* SUPPLIED PASSAGE *
((

Taking a coffee break in the workplace also has its perks.  It’s been found even just a 15 minute break can combat cognitive fatigue, improve concentration, reduce stress and boost productivity.

Did you know?

A four month old Luwak is tempted by some red coffee beans at the BAS Coffee plantation January 20, 2011 in Tapaksiring, Bali, Indonesia. The Luwak coffee is known as the most expensive coffee in the world because of the way the beans are processed and the limited supply. The Luwak is an Asian palm civet, which looks like a cross between a cat and a ferret. The civet climbs the coffee trees to find the best berries, eats them, and eventually the coffee beans come out in its stools as a complete bean. Coffee farmers then harvest the civet droppings and take the beans to a processing plant. Luwak coffee is produced mainly on the islands of Sumatra, Java, Bali and Sulawesi in the Indonesian Archipelago, and also in the Philippines.

Image courtesy of Cat Poop Coffee Inc.

The most expensive brew in the world is courtesy of this little guy.  Called Kopi Luwak – that’s Indonesian for cat poop coffee – it’s exactly what it says it is.

Coffee beans are eaten by a small cat-like animal called a civet and then collected after they exit the end of the digestion process.

At upwards of $80 a cup, experts suggest one should avoid adding milk or sugar in order to experience the pure flavour which is said to be mild and smooth with only a touch of acidity.

))

[Coordinate annotation records]
((

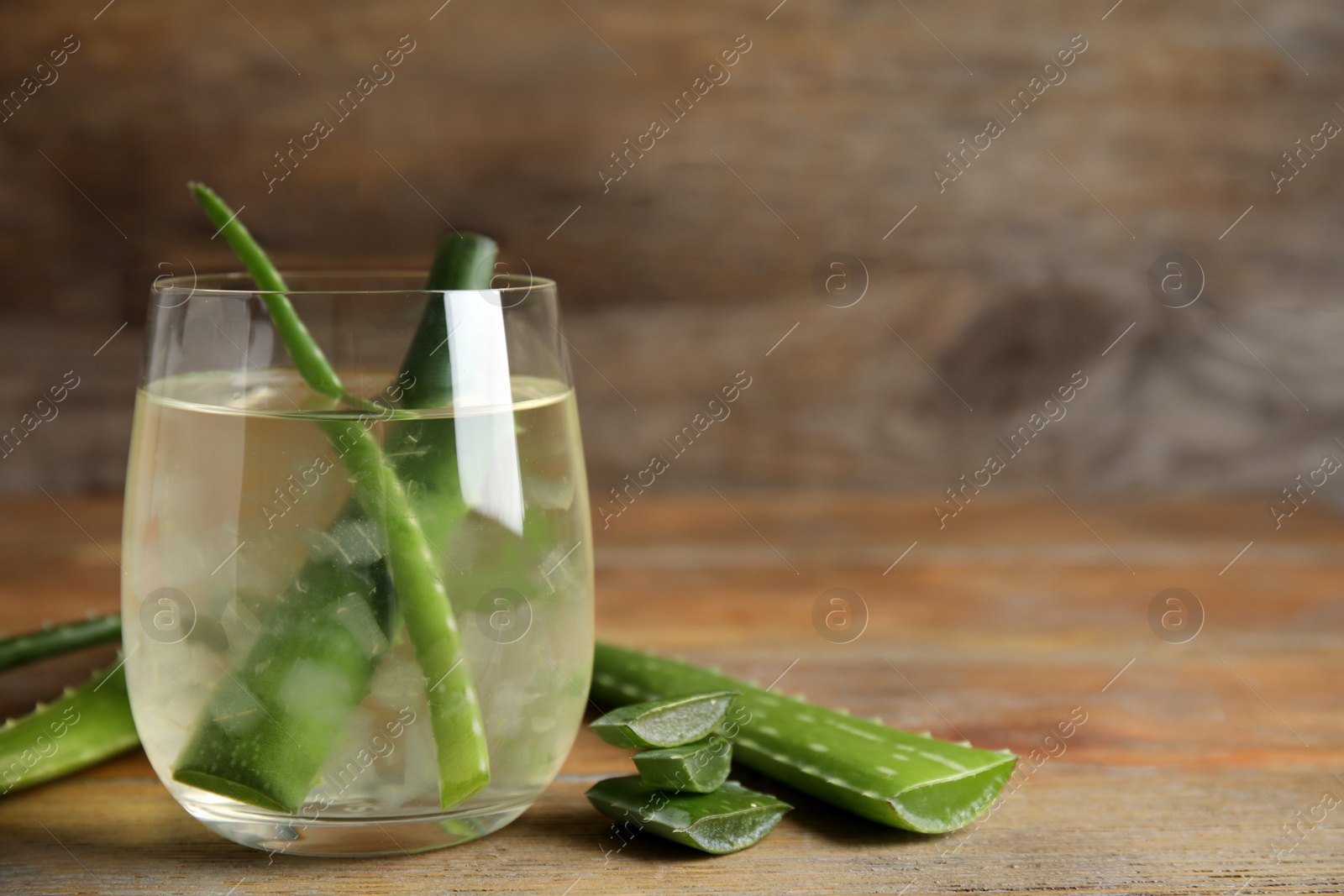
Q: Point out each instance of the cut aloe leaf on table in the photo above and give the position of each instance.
(315, 663)
(696, 768)
(723, 821)
(887, 775)
(57, 640)
(80, 728)
(665, 723)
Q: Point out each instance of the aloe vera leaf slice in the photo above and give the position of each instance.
(80, 728)
(723, 821)
(696, 768)
(891, 777)
(665, 723)
(57, 640)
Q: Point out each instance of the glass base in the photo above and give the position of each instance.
(351, 837)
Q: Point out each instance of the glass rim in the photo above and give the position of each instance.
(192, 282)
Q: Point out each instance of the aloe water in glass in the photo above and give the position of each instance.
(270, 664)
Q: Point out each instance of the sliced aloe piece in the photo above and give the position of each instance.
(887, 775)
(727, 820)
(698, 768)
(665, 723)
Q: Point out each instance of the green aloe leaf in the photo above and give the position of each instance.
(80, 728)
(887, 775)
(725, 821)
(57, 640)
(696, 768)
(665, 723)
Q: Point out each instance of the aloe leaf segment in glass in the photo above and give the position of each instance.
(315, 629)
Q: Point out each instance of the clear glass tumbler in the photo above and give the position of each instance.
(365, 625)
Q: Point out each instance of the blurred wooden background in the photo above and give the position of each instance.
(694, 266)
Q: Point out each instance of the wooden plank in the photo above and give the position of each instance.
(1189, 763)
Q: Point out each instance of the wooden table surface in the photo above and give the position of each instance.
(1194, 763)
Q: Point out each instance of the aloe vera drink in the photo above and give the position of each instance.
(234, 490)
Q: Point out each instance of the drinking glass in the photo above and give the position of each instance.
(296, 566)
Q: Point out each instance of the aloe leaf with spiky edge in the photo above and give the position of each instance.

))

* GIVEN REQUEST 1 *
Output the coffee passage word for word, starting with "Did you know?" and going on through "in the Philippines.".
* GIVEN REQUEST 2 *
In the coffee passage, what is said to be the price of a cup of Kopi Luwak?
Nothing in the records is needed.

* WORKED ANSWER 1 *
Did you know?

A four month old Luwak is tempted by some red coffee beans at the BAS Coffee plantation January 20, 2011 in Tapaksiring, Bali, Indonesia. The Luwak coffee is known as the most expensive coffee in the world because of the way the beans are processed and the limited supply. The Luwak is an Asian palm civet, which looks like a cross between a cat and a ferret. The civet climbs the coffee trees to find the best berries, eats them, and eventually the coffee beans come out in its stools as a complete bean. Coffee farmers then harvest the civet droppings and take the beans to a processing plant. Luwak coffee is produced mainly on the islands of Sumatra, Java, Bali and Sulawesi in the Indonesian Archipelago, and also in the Philippines.

* WORKED ANSWER 2 *
Upwards of $80 a cup.